REQUIRED TASK: Filter the rows below and copy each line that contains the string "palm", treating uppercase and lowercase as distinct.

DATA TO USE:
⁂
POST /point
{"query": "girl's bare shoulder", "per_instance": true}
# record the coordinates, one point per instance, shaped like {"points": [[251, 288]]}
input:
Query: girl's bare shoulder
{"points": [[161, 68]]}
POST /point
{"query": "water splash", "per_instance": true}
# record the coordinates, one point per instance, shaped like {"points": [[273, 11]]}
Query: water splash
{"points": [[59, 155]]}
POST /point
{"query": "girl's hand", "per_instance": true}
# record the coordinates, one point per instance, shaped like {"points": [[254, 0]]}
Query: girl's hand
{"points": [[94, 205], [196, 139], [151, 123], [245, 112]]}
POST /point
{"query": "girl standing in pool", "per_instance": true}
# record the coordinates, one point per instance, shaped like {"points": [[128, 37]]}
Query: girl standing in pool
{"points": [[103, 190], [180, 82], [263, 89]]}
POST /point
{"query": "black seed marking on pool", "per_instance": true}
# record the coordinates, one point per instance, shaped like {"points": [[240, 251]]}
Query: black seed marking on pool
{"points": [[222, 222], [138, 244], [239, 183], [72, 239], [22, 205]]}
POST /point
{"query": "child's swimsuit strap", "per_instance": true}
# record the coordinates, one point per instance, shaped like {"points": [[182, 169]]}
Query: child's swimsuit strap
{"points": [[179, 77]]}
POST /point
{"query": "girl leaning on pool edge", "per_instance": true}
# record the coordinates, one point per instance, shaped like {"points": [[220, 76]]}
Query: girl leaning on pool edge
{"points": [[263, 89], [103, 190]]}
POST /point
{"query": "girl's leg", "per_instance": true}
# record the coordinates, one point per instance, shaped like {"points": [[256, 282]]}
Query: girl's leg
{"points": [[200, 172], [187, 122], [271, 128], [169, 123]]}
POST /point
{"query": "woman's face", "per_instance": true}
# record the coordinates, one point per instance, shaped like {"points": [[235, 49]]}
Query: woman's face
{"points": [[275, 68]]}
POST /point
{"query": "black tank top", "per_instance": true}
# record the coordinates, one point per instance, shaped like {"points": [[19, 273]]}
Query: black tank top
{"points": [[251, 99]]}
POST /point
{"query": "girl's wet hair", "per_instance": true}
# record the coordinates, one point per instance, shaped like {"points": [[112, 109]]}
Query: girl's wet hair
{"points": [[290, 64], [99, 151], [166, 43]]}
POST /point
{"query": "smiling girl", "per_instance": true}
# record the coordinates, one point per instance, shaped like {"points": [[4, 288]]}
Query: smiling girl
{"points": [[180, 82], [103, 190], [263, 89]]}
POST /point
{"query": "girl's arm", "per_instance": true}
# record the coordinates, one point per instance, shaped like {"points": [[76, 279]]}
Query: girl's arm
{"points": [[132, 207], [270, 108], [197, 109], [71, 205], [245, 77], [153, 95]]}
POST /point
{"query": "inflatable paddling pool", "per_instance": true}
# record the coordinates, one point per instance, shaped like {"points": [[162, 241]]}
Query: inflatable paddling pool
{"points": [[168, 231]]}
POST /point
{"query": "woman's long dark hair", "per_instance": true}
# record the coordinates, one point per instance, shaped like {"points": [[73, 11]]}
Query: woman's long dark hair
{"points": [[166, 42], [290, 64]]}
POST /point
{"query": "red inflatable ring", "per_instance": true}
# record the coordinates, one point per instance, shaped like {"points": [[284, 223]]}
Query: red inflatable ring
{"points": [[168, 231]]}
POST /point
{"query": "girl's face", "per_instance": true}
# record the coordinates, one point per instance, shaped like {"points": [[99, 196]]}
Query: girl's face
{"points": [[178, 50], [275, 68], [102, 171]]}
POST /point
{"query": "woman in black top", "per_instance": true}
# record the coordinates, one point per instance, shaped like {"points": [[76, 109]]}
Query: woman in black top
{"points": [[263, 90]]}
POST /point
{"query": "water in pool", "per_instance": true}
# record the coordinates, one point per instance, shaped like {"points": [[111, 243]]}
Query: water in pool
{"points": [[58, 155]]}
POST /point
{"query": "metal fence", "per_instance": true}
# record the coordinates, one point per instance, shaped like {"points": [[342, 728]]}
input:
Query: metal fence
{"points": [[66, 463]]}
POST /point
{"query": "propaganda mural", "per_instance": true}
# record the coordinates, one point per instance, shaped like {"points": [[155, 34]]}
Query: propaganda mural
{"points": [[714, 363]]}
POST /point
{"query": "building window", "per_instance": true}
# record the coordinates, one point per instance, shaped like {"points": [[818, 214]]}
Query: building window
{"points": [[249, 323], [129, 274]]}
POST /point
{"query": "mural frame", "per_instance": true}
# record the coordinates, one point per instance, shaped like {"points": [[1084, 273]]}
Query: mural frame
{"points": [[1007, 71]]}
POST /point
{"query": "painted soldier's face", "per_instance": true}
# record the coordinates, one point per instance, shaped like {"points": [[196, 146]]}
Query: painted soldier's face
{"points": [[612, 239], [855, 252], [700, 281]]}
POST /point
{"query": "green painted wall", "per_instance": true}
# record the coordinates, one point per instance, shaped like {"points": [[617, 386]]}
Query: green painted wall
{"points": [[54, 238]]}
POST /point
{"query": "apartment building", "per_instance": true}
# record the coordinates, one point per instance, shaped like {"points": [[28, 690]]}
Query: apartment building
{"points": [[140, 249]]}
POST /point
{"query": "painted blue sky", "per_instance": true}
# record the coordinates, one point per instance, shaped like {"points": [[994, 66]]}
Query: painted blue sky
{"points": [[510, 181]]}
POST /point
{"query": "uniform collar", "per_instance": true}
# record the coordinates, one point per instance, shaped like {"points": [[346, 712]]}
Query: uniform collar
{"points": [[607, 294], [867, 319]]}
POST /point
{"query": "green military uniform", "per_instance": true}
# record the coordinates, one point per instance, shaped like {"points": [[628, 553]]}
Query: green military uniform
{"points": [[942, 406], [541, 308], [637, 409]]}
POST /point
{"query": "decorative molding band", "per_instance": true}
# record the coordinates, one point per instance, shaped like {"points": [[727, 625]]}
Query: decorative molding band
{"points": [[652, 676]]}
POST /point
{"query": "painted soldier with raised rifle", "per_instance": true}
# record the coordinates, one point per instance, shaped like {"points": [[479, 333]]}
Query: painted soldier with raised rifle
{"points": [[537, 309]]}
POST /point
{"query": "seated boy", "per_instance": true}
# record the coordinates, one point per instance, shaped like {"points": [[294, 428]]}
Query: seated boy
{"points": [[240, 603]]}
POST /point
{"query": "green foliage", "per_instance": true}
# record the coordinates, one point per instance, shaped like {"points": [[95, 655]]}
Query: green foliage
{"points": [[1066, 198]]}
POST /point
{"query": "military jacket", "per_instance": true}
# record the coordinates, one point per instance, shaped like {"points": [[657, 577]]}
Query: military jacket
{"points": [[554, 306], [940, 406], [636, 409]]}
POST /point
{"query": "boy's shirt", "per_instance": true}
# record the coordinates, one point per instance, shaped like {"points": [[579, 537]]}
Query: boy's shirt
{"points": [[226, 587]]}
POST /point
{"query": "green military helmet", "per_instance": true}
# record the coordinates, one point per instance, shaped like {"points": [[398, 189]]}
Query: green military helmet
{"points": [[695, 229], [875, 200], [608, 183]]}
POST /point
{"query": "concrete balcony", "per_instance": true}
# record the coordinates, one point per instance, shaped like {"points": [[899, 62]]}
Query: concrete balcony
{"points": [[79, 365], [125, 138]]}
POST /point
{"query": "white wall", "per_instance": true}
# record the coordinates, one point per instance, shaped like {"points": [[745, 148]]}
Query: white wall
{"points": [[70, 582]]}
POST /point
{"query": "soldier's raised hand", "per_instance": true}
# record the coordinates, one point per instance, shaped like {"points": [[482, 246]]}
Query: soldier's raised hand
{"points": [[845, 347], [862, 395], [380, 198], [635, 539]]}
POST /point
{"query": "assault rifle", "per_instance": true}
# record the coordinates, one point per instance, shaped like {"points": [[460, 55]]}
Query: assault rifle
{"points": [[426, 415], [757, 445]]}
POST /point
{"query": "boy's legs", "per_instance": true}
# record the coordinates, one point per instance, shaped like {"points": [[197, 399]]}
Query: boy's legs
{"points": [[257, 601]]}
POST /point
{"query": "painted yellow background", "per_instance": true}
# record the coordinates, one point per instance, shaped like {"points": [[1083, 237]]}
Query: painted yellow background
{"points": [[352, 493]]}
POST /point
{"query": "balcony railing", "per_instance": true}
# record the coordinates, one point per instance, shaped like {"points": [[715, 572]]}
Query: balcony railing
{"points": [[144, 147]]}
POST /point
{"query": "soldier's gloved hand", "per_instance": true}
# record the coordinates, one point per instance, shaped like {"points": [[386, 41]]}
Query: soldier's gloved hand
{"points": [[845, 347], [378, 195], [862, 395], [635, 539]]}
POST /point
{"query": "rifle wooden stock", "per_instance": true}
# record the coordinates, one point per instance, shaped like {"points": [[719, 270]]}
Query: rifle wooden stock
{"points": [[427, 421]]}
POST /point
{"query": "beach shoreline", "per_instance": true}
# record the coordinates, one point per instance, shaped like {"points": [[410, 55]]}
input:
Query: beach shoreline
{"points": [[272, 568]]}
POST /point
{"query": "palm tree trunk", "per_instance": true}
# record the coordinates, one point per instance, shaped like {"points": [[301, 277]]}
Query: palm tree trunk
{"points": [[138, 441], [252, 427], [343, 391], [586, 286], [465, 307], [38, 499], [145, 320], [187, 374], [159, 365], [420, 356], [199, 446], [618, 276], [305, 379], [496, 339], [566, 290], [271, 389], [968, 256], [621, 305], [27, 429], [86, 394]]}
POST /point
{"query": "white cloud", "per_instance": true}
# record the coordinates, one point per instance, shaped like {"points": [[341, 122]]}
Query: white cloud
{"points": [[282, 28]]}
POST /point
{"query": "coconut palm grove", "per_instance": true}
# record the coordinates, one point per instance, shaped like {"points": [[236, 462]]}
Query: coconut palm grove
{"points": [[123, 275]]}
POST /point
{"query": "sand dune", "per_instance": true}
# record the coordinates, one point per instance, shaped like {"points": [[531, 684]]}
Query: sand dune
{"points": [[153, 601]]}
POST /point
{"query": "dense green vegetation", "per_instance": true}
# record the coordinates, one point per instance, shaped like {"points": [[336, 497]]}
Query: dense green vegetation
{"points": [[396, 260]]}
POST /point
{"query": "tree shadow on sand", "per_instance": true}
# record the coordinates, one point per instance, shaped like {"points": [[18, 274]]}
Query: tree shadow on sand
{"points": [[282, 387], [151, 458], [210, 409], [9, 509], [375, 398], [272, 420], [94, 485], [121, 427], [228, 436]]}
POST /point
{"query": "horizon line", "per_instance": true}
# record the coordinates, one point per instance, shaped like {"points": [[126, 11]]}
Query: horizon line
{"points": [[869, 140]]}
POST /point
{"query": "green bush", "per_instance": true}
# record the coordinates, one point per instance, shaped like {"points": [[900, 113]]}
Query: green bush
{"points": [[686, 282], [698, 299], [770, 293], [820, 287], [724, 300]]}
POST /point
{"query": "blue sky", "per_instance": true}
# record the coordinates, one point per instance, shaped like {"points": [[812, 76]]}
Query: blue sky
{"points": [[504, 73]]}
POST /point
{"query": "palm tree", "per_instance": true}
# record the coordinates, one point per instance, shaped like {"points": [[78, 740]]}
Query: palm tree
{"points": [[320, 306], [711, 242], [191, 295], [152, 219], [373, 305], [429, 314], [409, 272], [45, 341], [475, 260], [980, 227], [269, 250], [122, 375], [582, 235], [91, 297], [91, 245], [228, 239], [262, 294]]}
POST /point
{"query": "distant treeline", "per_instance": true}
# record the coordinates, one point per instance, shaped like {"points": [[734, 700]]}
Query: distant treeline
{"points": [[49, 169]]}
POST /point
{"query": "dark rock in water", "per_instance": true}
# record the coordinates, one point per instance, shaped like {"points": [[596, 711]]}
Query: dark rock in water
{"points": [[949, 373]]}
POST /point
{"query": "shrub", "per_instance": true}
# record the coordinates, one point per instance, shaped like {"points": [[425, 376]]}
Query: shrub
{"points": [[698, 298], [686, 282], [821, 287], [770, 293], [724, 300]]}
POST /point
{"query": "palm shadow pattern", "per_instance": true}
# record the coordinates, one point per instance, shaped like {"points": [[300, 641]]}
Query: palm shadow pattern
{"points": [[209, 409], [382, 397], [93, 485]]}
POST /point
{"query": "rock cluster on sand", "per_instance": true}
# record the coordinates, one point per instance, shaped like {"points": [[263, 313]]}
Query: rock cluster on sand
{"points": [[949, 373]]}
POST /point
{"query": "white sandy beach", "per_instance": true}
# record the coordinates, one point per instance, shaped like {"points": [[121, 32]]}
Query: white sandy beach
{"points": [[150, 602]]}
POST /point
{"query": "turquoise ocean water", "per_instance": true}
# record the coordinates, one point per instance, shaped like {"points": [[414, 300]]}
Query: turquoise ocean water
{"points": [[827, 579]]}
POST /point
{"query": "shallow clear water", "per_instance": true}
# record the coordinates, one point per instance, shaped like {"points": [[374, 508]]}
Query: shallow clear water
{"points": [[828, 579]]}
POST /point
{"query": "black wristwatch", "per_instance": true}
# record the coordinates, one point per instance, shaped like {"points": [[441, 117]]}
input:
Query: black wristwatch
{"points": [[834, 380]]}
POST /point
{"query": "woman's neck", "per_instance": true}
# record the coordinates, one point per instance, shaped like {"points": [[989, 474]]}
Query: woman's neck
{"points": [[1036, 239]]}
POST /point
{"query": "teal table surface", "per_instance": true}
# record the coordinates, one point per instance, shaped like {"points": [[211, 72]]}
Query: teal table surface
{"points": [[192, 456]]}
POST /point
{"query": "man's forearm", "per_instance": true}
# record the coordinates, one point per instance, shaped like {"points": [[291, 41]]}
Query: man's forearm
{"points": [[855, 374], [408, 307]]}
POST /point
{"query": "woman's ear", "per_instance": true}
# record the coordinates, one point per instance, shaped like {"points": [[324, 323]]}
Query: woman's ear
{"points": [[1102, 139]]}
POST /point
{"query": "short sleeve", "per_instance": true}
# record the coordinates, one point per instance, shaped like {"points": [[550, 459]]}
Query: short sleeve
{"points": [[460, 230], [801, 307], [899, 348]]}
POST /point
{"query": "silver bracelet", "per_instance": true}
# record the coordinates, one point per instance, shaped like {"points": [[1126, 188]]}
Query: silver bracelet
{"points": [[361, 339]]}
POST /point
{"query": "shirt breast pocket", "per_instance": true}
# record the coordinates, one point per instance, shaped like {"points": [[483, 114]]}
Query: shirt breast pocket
⁂
EXERCISE RESULT:
{"query": "palm tree trunk", "per_instance": true}
Query: palm tree trunk
{"query": "coconut palm grove", "per_instance": true}
Query: coconut palm grove
{"query": "palm tree", "per_instance": true}
Query: palm tree
{"query": "palm shadow pattern", "per_instance": true}
Query: palm shadow pattern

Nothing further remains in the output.